Material to process.
= = =

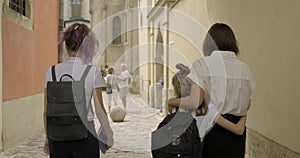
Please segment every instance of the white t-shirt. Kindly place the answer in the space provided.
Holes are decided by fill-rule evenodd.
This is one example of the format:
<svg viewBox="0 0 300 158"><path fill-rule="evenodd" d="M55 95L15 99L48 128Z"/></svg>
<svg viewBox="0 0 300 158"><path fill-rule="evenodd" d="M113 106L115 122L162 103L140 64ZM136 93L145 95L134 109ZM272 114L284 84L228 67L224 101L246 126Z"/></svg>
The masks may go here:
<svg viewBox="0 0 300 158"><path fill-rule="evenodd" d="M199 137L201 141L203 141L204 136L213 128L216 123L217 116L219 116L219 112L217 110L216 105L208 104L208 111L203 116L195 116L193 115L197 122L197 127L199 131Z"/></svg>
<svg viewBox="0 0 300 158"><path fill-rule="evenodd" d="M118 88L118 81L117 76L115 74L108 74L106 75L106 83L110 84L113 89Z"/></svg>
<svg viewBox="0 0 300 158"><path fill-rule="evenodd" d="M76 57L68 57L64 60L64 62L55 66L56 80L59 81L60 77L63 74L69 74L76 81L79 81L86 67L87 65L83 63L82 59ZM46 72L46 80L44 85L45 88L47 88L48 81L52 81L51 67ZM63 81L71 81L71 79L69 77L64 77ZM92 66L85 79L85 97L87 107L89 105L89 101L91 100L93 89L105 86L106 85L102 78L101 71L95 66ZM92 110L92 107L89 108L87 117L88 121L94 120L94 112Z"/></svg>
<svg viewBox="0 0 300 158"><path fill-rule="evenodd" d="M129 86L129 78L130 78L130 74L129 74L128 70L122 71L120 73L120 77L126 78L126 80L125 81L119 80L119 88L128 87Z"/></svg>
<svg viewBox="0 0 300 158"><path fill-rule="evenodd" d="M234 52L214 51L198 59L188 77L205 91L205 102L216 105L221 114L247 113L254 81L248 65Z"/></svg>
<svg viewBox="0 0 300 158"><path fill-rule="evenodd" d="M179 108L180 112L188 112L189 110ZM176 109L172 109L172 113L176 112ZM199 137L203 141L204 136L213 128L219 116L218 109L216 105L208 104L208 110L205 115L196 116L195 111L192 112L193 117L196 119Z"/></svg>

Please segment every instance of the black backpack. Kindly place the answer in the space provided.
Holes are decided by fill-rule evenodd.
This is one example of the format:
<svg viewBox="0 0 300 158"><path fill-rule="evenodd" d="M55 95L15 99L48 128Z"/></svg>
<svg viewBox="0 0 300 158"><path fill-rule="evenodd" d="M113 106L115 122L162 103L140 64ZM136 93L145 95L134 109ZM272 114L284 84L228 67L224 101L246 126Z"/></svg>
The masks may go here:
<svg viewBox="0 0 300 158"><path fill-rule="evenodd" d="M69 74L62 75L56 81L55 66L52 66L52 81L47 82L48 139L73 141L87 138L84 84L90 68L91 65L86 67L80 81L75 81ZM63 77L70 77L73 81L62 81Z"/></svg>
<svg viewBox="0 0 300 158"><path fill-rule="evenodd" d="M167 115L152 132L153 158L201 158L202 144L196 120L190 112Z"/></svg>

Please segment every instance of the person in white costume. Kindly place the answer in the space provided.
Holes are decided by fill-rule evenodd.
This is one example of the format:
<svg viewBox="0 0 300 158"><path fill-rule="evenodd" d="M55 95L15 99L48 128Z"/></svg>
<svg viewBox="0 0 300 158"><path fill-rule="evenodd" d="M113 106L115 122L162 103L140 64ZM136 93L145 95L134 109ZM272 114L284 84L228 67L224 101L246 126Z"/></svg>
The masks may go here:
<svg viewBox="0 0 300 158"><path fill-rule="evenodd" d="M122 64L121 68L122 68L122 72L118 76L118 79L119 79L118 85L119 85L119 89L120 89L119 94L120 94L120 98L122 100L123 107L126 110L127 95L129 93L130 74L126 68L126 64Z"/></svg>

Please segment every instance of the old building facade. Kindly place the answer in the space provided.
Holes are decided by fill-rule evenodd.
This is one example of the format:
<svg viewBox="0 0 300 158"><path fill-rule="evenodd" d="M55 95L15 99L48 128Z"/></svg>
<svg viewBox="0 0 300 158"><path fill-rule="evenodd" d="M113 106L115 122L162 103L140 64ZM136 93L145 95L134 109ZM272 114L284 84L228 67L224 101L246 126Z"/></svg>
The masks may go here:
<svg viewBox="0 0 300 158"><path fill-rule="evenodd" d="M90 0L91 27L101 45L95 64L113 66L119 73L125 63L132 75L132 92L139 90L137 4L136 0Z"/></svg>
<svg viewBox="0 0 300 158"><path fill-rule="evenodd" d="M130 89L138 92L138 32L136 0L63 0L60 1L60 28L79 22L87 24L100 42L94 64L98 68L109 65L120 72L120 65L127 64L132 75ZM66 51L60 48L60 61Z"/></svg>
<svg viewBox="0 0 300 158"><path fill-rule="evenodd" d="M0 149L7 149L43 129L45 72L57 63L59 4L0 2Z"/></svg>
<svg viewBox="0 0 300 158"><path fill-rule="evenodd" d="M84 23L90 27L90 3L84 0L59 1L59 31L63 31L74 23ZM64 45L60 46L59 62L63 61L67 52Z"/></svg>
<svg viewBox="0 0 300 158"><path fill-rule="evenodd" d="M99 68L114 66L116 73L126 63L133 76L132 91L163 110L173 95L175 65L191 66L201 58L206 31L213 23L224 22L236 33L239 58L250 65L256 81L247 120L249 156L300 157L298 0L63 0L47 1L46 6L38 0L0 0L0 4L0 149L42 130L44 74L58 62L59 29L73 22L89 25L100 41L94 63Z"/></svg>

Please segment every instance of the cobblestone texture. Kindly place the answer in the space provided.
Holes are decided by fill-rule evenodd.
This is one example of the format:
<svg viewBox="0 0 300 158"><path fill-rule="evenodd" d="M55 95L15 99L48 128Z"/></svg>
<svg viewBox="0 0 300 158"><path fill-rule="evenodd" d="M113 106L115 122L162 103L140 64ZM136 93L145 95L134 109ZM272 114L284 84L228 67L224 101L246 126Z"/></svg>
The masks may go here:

= = =

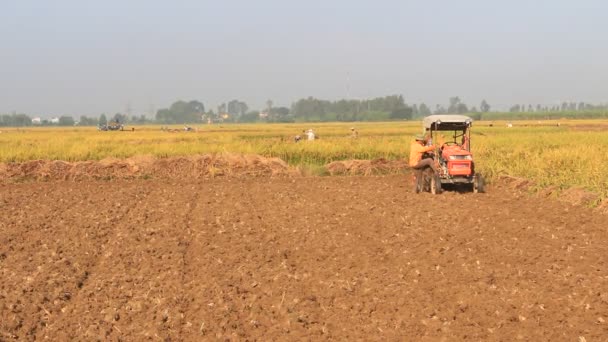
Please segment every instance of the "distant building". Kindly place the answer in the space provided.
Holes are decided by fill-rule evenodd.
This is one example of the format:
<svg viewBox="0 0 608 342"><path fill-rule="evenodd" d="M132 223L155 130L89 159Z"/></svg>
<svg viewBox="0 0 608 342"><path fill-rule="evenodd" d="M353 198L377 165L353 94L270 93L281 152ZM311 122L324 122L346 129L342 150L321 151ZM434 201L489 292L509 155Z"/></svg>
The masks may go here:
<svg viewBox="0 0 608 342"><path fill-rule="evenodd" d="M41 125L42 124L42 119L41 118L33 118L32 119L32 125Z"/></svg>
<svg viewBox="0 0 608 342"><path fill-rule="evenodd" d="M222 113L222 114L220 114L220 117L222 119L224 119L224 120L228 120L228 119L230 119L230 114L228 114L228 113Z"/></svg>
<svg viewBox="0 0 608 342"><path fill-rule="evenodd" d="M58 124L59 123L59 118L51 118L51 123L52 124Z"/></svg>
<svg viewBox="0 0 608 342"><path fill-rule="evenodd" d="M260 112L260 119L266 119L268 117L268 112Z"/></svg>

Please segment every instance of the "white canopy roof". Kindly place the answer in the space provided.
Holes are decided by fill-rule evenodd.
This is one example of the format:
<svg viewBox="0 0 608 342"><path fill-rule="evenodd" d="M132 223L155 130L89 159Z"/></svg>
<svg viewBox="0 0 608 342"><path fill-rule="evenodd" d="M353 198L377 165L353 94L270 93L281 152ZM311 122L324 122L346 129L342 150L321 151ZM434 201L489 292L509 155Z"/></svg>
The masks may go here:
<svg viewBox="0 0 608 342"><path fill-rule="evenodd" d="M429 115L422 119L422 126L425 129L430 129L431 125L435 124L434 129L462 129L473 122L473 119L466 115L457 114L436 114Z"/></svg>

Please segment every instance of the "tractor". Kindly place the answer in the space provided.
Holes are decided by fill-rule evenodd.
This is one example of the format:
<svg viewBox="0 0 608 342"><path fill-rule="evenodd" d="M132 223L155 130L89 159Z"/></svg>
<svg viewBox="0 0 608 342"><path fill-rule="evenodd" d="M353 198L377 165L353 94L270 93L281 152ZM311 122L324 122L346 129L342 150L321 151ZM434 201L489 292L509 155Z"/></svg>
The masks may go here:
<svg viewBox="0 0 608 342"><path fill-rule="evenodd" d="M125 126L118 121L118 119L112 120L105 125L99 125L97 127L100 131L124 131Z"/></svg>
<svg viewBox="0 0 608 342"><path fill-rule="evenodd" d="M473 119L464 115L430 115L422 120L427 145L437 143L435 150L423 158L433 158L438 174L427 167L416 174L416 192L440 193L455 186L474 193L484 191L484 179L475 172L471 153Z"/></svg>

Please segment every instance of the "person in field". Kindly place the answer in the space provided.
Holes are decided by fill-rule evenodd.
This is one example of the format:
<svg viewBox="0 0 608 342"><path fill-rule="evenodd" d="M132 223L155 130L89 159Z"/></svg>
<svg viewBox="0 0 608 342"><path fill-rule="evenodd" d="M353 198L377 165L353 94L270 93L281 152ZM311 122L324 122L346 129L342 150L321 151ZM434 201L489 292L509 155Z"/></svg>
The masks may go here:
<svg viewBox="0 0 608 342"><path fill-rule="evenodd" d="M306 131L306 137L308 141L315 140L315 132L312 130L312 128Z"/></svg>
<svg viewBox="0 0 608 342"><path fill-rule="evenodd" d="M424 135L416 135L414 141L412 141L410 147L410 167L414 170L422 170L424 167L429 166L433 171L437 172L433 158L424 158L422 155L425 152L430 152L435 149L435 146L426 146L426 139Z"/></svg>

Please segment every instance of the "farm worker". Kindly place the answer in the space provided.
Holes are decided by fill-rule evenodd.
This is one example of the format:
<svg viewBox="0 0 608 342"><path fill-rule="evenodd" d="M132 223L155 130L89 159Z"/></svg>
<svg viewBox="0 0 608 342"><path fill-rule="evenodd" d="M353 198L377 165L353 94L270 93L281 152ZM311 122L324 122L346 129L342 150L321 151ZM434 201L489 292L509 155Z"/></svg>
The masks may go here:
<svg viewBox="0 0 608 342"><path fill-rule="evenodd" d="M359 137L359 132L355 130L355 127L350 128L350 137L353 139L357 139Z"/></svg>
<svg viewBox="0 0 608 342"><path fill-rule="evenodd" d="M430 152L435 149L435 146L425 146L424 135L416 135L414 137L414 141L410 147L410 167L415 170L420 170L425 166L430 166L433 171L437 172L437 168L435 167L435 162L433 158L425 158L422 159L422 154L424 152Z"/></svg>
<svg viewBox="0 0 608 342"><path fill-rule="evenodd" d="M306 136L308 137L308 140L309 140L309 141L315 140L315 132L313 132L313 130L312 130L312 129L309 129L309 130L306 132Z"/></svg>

= = =

Assignment. Copy each line of the listing that carries the string "instance".

Response to this task.
Please segment every instance of the white t-shirt. Kindly place the answer in the space provided.
Please segment every instance of the black backpack. Kindly place the answer in the space provided.
Please segment every instance of the person in white costume. Kindly place the answer in the space provided.
Please segment every instance of the old building facade. Kindly place the answer in the space provided.
Please segment every instance of the cobblestone texture. Kindly place the answer in the space provided.
Please segment every instance of the "distant building". Kindly place the answer in the space provided.
Please segment every instance of the "white canopy roof". Kindly place the answer in the space provided.
Please segment every instance of the "tractor". Kindly place the answer in the space provided.
Please segment every instance of the "person in field". Kindly place the answer in the space provided.
Please segment every instance of the "farm worker". Kindly place the answer in the space provided.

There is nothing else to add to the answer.